--- TEXT FOR ANALYSIS Enclosed Below ---

“Taking Charge” with board president David Fox.
David Fox’s work experience has taught him to be meticulous in his board work.
David Fox, Board President
Linden Towers Co-op No. 1
RESIDENT SINCE: 1976
BOARD MEMBER:32 years
HOMETOWN:Yardley, PA
David Fox spent 40 years working as a laboratory technologist at the Albert Einstein College of Medicine in the Bronx – and 32 years
working in another sort of research lab: the board of Linden Towers Cooperative Number 1, two co-op buildings in Flushing, Queens, with a total of 134 units.
“My background in science is actually helpful on the board,” Fox says, “because being in the lab is very exacting work, and you can’t make mistakes. You have to have an attention to detail.” A lab technologist, he explains, works under a doctor to perform tests. Fox is especially proud of a landmark 1976 discovery his lab made under the leadership of Dr. Harold M. Nitowsky: a test that could indicate Down syndrome in fetuses.
“AFP [Alpha Fetoprotein] testing was routinely done at the time,” Fox explains. “My boss discovered that if the AFP level is unusually low, it’s often a sign of Down syndrome. Generally, women over 36 would have amniocentesis,” also called an amniotic fluid test, which is a medical procedure that draws amniotic fluid from the uterus for testing. But, he notes, “there’s some risk in amniocentesis for younger women.” The blood test that Nitowsky and his team developed “essentially has no risk, and it’s become a routine thing.” Fox, 71, a native of Yardley, Pennsylvania, has been interested in science since his time at Penn State university, where he received a Bachelor of Science degree in the 1960s. He moved to the Bronx in 1968, but eight years later, with the neighborhood deteriorating, he moved to Linden Towers. “It’s a very short trip over the Whitestone Bridge to where I worked,” he says, “so that was really the most convenient place outside of the Bronx to get to the Bronx.”

--- End of Enclosed TEXT FOR ANALYSIS ---

### ACTIVITY A
Please decide whether each statement agrees with the profile of David Fox, answering yes or no and quoting the words from the profile that settle it. (i) Fox worked for 40 years as a laboratory technologist at the Albert Einstein College of Medicine. (ii) Linden Towers Cooperative Number 1 has a total of 150 units. (iii) Fox has lived at Linden Towers since 1976.
### ACTIVITY B
According to the profile of David Fox, where did Fox earn his Bachelor of Science degree?

--- DATA LISTING Enclosed Below ---

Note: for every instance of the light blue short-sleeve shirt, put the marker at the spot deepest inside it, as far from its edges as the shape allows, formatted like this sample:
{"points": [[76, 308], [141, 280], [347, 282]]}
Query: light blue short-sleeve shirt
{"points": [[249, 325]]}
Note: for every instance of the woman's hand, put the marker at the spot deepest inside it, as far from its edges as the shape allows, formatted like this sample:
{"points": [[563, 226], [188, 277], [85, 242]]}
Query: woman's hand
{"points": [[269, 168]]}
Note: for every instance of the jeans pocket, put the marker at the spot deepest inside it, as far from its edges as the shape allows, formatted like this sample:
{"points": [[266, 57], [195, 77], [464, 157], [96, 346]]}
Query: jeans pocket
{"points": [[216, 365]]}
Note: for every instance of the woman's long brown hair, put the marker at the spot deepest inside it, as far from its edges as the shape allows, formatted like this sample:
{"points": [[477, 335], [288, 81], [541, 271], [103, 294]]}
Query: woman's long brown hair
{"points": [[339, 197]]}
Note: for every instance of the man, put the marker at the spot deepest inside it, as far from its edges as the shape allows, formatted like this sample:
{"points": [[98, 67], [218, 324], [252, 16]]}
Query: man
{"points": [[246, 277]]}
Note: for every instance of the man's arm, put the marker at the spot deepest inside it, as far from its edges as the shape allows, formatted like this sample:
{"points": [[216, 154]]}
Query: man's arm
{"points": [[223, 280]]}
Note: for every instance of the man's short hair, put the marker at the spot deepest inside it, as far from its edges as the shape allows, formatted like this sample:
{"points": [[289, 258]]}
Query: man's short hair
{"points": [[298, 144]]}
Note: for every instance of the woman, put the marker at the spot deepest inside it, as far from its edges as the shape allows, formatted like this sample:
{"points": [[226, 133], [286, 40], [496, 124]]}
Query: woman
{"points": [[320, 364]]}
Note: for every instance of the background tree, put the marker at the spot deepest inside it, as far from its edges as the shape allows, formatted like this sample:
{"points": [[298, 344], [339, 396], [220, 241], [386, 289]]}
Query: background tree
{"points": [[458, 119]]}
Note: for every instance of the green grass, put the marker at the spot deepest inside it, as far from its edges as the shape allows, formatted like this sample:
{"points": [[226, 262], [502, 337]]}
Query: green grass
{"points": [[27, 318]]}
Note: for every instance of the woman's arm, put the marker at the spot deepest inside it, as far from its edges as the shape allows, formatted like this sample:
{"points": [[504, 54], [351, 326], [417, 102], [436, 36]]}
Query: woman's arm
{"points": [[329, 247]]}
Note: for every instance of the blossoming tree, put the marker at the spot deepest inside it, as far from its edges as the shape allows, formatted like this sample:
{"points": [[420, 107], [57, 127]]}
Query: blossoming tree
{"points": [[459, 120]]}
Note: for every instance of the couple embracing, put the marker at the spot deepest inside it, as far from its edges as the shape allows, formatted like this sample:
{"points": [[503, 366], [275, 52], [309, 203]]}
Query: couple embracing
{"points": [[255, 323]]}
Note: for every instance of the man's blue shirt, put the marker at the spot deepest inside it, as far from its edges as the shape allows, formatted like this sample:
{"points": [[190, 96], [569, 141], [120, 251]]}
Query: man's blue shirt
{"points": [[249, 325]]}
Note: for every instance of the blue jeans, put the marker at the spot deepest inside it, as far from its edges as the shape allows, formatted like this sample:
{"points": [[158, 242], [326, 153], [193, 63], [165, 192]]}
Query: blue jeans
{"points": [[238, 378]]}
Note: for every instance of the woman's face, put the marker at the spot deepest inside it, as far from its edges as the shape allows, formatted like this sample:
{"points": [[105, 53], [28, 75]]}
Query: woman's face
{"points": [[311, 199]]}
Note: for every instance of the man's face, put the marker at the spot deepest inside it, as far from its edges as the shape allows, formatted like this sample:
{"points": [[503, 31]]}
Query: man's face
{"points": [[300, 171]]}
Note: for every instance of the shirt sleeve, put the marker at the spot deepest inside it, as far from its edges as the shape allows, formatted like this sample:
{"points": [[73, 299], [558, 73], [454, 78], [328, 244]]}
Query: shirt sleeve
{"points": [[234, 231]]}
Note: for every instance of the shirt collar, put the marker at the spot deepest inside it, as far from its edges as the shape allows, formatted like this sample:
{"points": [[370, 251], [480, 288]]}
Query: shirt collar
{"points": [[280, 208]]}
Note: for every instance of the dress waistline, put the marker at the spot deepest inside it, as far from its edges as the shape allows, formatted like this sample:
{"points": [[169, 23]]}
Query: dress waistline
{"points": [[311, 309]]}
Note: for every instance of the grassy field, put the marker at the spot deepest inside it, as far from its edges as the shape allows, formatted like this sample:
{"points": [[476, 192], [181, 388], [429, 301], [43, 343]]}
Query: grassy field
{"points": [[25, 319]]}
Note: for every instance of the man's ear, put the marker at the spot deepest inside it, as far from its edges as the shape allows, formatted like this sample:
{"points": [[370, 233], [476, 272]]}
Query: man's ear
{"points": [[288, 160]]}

--- End of Enclosed DATA LISTING ---

### TASK RESPONSE A
(i) Yes: "David Fox spent 40 years working as a laboratory technologist at the Albert Einstein College of Medicine in the Bronx"
(ii) No: "two co-op buildings in Flushing, Queens, with a total of 134 units."
(iii) Yes: "RESIDENT SINCE: 1976"

### TASK RESPONSE B
At Penn State university, in the 1960s.